■ Description of the task
In the text below on pregnancy termination requests in Israel, what percentage of requests did the committees approve in 2024?

In 2024, Israeli women made 14,608 requests to pregnancy termination committees, a rate of 6.6 per 1,000 women ages 15 to 49, down from 6.9 in 2023. Over the longer term, the decline is sharper, with 7.5 requests for every 100 known pregnancies compared with 15.2 in 1988.
The committees almost never reject applications. They approved 99.8% of requests in 2024, and 92.1% of approved cases were actually carried out. Most applicants were married women, who accounted for 51.2% of requests, followed by single women at 38.2% and divorced women at 10.2%.
The data also show major differences by population group, age, education and religion. Rates were 6.6 per 1,000 among Jewish and other women, versus 5.7 among Arab women. By religion, non-Arab Christian women had the highest rate, at 10.0, followed by women with no religious classification at 7.1, while the lowest rates were among Muslim women, 5.7, and Druze women, 4.8. Teenagers under 19 made up just 5.8% of requests, down from 14.3% in 2006. Among women of Ethiopian origin, including Israel-born women whose fathers were born in Ethiopia, the rate was about 15.5 per 1,000, though it has also fallen sharply over time.

■ Supplied entries
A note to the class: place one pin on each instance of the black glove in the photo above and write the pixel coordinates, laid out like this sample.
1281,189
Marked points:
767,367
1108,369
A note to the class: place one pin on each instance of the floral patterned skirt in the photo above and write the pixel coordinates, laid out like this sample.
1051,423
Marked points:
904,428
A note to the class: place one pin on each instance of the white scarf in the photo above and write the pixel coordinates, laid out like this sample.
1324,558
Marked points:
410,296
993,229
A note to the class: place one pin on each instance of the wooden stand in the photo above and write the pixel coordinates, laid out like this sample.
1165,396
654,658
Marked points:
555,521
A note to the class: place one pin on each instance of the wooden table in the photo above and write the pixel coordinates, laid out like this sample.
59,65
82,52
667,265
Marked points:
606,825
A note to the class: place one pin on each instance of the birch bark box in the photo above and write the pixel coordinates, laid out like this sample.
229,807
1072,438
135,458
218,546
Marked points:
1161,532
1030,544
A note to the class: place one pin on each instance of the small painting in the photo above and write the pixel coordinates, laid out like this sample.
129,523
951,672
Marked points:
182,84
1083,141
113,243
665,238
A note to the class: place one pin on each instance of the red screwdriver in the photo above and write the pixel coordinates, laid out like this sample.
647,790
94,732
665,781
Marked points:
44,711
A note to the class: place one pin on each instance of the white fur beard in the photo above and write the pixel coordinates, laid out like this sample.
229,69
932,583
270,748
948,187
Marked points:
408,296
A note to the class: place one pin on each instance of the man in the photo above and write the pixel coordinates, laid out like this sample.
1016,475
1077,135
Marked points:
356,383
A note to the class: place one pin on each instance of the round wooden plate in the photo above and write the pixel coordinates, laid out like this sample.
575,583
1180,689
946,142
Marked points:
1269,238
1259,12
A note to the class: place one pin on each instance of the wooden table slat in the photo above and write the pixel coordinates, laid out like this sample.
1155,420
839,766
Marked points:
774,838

■ Result
99.8%